* Exercise instructions: Locate every line in the items below that contains the string "positive", and copy each such line. Matching is case-sensitive.

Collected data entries
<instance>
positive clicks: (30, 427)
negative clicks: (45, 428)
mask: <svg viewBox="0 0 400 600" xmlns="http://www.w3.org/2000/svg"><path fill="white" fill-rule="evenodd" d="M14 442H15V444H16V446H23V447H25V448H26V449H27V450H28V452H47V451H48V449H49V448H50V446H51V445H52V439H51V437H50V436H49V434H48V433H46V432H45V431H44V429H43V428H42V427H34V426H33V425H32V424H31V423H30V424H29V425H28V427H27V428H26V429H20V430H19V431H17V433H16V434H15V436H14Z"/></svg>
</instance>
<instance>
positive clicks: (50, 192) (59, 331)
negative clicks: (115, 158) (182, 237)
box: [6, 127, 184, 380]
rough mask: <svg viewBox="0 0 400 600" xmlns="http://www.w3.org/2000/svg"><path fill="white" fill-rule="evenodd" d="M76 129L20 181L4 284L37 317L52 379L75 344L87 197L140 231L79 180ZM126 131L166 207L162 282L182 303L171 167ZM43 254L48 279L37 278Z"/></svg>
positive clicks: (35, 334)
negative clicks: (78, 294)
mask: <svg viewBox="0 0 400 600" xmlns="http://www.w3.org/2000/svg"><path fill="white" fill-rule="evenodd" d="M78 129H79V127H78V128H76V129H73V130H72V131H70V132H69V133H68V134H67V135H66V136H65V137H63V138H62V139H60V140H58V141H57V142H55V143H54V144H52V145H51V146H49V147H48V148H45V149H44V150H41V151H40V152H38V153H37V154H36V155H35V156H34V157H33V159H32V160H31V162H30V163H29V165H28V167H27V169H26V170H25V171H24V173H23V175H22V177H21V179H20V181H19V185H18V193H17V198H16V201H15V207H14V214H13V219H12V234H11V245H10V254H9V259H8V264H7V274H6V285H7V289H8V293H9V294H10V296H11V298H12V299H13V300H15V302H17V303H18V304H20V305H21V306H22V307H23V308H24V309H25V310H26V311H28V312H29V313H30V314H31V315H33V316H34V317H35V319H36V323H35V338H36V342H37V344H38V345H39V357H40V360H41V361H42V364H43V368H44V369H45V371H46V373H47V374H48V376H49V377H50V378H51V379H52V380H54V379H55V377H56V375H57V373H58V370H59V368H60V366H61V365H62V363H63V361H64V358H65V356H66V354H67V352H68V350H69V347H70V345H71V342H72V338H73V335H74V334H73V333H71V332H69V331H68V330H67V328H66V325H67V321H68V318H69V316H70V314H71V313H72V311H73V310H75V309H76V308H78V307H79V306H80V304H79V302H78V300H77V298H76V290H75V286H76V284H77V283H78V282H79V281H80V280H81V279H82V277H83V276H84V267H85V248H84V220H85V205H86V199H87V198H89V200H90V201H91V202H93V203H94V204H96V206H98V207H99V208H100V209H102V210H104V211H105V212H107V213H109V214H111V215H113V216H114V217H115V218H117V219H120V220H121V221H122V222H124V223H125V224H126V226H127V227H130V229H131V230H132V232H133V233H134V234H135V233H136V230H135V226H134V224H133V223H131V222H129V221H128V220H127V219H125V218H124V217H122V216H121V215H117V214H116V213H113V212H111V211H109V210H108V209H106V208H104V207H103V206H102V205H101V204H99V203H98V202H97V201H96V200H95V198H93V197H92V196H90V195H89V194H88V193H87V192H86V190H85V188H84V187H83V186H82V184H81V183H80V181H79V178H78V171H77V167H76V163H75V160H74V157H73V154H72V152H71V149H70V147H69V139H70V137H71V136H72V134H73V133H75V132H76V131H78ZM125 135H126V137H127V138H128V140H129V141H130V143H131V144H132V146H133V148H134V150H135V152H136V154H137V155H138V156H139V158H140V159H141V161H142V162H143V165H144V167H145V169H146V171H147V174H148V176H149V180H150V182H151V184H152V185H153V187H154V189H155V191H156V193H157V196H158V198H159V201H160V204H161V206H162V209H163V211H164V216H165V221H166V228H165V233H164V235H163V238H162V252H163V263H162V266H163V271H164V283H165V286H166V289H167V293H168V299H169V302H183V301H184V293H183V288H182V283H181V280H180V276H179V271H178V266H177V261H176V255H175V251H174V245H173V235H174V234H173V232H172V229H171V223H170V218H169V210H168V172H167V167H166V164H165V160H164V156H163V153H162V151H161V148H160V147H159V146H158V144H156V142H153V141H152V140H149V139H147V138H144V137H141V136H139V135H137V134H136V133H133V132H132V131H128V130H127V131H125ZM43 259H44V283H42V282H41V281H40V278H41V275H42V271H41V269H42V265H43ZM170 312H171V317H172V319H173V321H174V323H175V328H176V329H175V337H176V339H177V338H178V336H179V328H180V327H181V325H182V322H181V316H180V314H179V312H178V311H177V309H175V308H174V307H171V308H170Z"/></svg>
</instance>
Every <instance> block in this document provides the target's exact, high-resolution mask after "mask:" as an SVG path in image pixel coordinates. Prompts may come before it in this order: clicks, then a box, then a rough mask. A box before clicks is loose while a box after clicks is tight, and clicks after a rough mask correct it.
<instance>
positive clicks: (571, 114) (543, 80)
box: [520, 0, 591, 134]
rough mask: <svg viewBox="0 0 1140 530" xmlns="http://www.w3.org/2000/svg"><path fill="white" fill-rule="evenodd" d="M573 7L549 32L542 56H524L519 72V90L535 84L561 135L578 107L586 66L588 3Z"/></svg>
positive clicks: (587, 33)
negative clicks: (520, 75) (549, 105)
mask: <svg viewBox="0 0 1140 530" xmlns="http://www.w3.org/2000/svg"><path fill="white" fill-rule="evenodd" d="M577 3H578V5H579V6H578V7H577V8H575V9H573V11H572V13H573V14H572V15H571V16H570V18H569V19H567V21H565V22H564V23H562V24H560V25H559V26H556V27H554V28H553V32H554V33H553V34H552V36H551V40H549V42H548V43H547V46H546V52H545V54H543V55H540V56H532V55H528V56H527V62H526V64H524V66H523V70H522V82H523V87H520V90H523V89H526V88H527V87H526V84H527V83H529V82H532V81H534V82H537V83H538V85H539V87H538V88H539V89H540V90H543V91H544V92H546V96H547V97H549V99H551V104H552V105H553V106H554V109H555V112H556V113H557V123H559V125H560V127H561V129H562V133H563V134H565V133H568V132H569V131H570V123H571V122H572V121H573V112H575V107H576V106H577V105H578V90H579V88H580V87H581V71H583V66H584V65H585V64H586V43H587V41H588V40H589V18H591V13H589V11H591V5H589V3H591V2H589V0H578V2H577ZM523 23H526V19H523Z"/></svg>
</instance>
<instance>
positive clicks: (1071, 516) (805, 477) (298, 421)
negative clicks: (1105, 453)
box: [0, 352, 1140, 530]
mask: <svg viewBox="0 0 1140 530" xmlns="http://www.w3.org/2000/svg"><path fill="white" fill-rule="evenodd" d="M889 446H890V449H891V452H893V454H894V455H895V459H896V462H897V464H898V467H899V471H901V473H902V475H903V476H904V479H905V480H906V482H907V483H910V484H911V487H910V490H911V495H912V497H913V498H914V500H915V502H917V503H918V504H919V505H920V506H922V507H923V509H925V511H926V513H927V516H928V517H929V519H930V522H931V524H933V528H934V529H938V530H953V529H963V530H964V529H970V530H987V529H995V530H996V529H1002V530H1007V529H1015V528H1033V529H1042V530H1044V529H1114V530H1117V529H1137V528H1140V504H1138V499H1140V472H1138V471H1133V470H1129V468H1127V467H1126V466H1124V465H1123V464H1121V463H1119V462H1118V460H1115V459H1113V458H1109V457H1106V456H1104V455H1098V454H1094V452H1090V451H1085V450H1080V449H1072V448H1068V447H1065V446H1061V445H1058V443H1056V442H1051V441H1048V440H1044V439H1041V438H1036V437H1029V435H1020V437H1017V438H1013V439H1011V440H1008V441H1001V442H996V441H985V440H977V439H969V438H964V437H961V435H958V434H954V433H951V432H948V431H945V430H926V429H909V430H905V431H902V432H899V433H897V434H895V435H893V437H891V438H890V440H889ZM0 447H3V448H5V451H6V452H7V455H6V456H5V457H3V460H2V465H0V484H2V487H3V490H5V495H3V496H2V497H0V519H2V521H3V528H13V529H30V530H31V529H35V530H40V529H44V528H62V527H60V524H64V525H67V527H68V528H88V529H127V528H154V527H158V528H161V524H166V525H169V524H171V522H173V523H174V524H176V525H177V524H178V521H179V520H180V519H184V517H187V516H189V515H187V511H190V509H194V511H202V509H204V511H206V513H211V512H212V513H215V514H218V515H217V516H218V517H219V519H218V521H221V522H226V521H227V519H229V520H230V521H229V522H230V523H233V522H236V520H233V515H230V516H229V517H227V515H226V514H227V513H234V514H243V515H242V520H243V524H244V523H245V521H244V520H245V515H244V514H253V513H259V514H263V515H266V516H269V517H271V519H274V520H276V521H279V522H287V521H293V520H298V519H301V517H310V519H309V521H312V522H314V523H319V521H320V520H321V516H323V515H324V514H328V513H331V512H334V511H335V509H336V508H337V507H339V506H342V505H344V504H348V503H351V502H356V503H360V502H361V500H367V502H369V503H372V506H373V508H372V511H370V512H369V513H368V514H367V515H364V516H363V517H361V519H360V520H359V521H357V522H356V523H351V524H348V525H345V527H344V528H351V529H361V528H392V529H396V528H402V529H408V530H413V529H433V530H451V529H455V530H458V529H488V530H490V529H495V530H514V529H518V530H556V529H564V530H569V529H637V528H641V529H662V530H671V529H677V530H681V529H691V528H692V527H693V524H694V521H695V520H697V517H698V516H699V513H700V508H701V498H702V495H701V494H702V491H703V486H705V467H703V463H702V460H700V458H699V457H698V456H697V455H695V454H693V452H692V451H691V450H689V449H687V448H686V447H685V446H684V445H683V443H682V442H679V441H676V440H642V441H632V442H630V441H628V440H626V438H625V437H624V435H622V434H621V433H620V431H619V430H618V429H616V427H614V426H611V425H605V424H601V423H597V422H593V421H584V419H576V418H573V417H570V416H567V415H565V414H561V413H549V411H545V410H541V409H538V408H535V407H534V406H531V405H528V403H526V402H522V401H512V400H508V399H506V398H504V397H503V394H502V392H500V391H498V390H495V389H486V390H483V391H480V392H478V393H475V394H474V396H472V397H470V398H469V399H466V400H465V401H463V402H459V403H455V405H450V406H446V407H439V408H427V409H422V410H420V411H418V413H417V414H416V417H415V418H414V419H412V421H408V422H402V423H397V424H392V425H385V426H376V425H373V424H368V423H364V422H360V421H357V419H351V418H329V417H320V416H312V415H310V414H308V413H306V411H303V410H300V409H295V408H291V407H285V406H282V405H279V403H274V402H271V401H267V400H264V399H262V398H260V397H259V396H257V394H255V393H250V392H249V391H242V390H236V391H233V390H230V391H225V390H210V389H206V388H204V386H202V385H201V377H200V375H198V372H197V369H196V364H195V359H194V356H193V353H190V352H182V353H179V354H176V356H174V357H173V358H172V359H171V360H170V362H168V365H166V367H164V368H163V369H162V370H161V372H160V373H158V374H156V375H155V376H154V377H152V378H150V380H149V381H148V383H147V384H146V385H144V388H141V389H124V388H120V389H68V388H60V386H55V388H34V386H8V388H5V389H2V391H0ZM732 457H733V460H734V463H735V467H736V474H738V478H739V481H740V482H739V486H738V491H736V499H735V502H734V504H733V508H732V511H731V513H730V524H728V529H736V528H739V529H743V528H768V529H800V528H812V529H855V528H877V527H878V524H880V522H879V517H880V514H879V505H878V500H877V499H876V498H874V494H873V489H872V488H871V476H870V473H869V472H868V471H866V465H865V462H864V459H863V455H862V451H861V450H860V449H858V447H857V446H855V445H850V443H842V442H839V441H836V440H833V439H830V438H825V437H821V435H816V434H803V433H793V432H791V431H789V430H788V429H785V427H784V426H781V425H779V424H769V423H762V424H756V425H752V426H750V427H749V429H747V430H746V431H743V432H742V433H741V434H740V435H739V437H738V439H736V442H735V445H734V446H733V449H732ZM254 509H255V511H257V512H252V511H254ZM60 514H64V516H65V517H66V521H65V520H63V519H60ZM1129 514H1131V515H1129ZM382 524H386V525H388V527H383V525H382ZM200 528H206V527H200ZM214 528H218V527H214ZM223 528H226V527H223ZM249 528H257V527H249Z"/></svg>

* Final answer:
positive clicks: (30, 427)
positive clicks: (50, 192) (59, 331)
positive clicks: (35, 334)
positive clicks: (571, 114) (543, 80)
positive clicks: (587, 33)
positive clicks: (1071, 516) (805, 477) (298, 421)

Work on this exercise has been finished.